TEXT SECTION Block Start

Findings from SUCCESS

In patients with moderate to severe UC, mesalamine is not an appropriate first-line therapy. The question of whether to start with an immunosuppressant such as azathioprine (AZA), a biologic or both was addressed in an important study called SUCCESS, which was presented at the 2011 European Crohn's and Colitis Organization (ECCO) meeting (Panaccione et al.
J Crohn's Colitis 2011;5:S-80, Abs. 13). The 16-week, double-blind trial recruited 231 biologic-naïve patients with a Mayo score of at least 6. For eligibility, patients had to be failing corticosteroids and either naïve to AZA or had stopped AZA at least 3 months before entry. Subjects were randomized to AZA 2.5 mg/kg plus placebo, infliximab 5 mg/kg plus placebo or to infliximab 5 mg/kg plus AZA 2.5 mg/kg. Non-responders (Mayo score reduction <1 point) on the AZA arm at week 8 were eligible to receive infliximab subsequently.

The healing rates at 16 weeks climbed steeply in those receiving infliximab relative to those receiving AZA (55% vs. 37%; P=0.028). There was a further climb in those receiving both active therapies relative to infliximab alone (63% vs. 55%; P=0.295). Although this difference did not reach statistical significance, Dr. Hanauer indicated that the stepwise improvement would support the advantage of moving quickly to more aggressive therapy in patients with moderate to severe UC.

TEXT SECTION Block End
INPUT DATA Block Start

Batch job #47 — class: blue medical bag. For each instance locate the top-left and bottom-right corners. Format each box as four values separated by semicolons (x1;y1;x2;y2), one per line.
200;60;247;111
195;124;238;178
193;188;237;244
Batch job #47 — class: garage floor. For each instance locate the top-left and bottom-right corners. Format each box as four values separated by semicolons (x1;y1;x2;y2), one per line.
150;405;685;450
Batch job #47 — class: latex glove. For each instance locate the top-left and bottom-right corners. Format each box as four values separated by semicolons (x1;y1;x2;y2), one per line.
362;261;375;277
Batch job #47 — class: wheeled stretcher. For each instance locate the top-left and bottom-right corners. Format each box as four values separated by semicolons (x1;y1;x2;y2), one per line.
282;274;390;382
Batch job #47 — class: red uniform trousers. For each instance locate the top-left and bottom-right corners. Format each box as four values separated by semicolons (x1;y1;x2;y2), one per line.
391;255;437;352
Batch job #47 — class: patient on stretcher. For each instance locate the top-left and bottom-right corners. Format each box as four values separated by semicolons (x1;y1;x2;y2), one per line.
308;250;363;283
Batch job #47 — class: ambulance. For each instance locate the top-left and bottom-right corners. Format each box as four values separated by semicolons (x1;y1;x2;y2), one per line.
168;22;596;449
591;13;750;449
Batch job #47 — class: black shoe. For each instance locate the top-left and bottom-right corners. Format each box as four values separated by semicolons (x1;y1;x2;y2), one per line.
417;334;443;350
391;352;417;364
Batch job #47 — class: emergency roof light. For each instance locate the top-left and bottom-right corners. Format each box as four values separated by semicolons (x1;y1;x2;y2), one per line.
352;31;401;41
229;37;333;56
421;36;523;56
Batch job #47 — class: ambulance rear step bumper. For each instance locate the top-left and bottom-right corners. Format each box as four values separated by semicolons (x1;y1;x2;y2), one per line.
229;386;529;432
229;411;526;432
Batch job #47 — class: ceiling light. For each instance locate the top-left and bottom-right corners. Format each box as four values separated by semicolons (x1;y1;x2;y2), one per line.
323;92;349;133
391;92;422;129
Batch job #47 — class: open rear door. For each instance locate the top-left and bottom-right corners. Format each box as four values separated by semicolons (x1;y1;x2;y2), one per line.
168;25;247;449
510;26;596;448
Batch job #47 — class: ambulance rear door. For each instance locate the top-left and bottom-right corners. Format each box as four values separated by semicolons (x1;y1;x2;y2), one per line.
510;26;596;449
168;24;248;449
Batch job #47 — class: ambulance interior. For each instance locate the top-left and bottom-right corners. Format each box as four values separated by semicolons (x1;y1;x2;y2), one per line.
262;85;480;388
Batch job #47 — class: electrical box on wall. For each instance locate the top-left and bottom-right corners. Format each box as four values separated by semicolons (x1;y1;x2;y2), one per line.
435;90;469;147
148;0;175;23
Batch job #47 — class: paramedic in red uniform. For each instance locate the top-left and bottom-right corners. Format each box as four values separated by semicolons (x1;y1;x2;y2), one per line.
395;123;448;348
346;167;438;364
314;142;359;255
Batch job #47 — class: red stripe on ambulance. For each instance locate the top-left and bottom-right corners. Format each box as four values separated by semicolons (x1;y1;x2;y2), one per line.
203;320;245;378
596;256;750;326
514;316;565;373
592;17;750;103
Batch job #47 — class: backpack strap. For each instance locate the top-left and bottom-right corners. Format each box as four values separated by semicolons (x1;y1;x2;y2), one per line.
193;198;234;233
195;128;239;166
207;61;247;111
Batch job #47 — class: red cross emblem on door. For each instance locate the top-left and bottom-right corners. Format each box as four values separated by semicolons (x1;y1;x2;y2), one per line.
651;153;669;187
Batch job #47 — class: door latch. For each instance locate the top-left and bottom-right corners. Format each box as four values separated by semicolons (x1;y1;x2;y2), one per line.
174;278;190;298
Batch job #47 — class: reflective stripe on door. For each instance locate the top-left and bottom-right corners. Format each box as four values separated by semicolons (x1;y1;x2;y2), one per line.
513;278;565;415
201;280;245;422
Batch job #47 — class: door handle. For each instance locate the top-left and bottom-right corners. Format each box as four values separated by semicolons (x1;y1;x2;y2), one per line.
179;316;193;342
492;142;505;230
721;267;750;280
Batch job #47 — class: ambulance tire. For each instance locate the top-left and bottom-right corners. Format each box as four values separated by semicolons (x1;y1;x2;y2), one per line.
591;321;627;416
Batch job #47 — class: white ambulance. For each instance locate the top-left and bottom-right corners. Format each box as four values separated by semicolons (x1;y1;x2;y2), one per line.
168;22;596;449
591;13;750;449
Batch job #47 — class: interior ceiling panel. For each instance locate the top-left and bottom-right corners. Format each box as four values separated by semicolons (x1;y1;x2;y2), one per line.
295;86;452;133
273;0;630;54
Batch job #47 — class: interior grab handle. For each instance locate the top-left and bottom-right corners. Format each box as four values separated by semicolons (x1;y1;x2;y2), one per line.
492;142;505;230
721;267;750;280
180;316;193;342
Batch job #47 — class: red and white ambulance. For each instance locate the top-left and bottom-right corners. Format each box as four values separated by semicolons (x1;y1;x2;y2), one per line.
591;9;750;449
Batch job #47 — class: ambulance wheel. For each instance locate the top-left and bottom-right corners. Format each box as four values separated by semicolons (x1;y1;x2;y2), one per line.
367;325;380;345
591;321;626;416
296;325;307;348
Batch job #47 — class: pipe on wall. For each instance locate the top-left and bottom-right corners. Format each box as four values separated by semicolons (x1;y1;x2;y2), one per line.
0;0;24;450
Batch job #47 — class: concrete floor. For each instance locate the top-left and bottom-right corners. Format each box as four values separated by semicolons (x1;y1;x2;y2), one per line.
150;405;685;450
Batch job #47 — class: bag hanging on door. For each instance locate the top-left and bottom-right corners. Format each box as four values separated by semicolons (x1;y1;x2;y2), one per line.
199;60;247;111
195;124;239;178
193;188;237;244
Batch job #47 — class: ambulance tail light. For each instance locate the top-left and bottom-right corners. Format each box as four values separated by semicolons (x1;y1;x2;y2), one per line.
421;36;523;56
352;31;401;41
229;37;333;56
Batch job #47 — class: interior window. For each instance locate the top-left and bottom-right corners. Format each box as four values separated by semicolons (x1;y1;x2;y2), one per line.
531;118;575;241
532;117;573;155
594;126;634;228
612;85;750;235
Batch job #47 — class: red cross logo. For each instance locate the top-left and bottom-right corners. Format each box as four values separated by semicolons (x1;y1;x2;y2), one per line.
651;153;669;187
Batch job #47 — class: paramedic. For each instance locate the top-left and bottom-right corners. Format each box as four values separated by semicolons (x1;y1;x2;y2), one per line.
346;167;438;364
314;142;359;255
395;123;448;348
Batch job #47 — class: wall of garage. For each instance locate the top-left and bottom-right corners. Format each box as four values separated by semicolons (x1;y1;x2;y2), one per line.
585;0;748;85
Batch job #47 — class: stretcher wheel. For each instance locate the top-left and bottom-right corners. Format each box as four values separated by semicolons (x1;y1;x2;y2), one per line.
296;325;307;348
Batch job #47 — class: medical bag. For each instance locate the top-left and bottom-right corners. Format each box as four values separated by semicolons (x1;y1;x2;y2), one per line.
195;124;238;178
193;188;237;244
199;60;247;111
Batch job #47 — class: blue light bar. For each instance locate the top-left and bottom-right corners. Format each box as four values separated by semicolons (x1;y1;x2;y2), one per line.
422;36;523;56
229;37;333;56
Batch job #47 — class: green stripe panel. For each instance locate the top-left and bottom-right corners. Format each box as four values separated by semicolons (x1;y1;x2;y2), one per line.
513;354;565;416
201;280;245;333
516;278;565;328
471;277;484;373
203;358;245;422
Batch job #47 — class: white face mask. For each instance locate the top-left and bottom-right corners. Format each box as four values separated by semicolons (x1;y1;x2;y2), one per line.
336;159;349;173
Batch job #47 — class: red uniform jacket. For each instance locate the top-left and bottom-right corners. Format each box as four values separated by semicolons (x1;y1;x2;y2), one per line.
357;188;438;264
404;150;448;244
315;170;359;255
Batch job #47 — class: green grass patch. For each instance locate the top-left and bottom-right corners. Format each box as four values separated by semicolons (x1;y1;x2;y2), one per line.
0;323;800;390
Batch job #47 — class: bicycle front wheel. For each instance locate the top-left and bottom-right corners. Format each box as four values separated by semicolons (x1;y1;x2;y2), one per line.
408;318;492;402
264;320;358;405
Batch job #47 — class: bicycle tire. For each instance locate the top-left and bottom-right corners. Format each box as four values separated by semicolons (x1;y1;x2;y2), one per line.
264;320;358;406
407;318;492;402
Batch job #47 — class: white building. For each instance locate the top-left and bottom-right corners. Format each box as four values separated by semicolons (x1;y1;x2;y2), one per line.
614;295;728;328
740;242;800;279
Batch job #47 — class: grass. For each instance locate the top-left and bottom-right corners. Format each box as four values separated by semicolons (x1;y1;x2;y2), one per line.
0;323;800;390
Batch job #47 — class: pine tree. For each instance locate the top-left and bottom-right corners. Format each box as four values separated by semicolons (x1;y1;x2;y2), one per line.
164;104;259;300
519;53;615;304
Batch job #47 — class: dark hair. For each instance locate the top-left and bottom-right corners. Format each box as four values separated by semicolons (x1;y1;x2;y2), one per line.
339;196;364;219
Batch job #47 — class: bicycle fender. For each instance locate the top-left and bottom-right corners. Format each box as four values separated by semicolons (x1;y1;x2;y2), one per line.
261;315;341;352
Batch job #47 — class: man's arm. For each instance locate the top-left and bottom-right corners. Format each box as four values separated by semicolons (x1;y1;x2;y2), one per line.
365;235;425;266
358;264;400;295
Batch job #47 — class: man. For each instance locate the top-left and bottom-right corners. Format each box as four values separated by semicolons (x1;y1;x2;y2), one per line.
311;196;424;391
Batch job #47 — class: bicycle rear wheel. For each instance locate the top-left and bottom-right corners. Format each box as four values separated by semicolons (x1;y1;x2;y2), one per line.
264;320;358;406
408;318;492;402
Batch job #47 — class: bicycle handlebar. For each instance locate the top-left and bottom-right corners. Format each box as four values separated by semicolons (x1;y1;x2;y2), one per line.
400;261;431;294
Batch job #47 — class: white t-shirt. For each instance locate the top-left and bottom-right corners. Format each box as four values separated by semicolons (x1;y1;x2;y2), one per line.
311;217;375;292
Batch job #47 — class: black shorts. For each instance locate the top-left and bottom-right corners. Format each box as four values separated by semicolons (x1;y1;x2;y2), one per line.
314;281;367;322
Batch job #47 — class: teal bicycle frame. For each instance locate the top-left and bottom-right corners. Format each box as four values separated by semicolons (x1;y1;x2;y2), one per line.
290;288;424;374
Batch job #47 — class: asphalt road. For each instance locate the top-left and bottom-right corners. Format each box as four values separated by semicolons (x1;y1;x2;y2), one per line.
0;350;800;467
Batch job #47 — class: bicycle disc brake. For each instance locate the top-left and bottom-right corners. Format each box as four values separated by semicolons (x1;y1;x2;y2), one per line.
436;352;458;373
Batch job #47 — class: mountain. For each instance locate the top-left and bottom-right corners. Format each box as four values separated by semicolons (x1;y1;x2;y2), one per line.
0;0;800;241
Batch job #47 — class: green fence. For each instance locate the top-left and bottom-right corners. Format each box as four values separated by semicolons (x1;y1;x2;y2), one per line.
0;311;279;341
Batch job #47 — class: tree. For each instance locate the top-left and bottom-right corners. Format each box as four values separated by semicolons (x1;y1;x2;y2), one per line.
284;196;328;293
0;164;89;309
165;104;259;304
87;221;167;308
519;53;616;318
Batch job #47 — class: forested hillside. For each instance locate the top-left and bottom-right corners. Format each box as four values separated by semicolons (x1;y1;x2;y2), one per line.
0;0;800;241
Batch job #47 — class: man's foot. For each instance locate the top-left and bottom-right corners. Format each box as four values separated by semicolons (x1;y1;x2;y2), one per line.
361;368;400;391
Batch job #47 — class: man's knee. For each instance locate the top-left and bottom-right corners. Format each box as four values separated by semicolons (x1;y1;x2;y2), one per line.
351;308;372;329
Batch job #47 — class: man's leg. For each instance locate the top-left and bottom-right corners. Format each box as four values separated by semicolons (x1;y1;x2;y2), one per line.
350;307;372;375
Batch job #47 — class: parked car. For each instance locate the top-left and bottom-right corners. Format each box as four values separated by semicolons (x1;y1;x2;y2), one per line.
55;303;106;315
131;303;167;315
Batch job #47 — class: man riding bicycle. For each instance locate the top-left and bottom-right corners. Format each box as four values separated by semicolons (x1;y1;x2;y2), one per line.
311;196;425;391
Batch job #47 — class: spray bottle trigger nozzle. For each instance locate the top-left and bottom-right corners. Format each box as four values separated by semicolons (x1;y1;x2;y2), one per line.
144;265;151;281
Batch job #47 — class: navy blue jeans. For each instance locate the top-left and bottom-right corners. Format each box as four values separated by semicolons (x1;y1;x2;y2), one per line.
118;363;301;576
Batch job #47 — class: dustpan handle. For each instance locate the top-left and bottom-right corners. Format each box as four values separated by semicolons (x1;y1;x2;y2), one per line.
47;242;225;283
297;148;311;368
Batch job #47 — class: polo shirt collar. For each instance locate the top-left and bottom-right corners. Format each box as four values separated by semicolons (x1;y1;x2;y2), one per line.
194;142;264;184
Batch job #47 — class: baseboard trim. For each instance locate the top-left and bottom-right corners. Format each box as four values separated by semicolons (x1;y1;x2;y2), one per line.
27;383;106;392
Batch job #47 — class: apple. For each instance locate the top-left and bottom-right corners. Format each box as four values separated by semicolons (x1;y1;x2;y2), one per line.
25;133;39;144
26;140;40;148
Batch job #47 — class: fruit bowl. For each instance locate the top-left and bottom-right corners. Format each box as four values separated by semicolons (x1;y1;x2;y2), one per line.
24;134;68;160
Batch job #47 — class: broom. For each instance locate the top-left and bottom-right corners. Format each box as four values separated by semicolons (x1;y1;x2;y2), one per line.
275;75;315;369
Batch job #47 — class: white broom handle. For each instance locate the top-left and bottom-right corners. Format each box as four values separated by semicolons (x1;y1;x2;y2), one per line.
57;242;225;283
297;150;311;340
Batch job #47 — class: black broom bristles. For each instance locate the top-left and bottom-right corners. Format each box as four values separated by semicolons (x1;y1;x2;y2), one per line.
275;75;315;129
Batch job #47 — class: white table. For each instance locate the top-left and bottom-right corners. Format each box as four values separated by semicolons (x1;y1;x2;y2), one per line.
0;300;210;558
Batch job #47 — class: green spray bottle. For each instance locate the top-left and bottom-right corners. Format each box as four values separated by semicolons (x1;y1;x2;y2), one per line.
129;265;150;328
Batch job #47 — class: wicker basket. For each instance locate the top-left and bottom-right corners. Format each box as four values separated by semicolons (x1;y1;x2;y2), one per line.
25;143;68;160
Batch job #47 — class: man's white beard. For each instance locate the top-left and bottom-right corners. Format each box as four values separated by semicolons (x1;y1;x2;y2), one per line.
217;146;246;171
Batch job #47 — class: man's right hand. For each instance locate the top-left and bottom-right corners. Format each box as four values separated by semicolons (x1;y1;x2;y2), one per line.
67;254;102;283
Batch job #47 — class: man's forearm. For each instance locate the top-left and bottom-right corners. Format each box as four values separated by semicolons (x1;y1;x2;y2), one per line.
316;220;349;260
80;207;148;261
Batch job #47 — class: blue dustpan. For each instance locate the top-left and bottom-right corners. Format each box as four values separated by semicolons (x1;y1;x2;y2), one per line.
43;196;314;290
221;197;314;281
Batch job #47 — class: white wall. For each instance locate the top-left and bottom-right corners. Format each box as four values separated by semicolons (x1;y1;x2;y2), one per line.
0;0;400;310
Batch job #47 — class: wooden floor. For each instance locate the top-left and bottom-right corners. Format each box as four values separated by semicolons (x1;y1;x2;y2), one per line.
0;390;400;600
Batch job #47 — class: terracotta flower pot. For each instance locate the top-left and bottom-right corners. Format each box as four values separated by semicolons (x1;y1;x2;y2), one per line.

INPUT DATA Block End

#### [EXERCISE BRIEF]
Retype the SUCCESS trial text, starting with "In patients with moderate to severe UC, mesalamine" and going on through "(Panaccione et al.". The entries come from a different source than the SUCCESS trial text.

#### [EXERCISE RESULT]
In patients with moderate to severe UC, mesalamine is not an appropriate first-line therapy. The question of whether to start with an immunosuppressant such as azathioprine (AZA), a biologic or both was addressed in an important study called SUCCESS, which was presented at the 2011 European Crohn's and Colitis Organization (ECCO) meeting (Panaccione et al.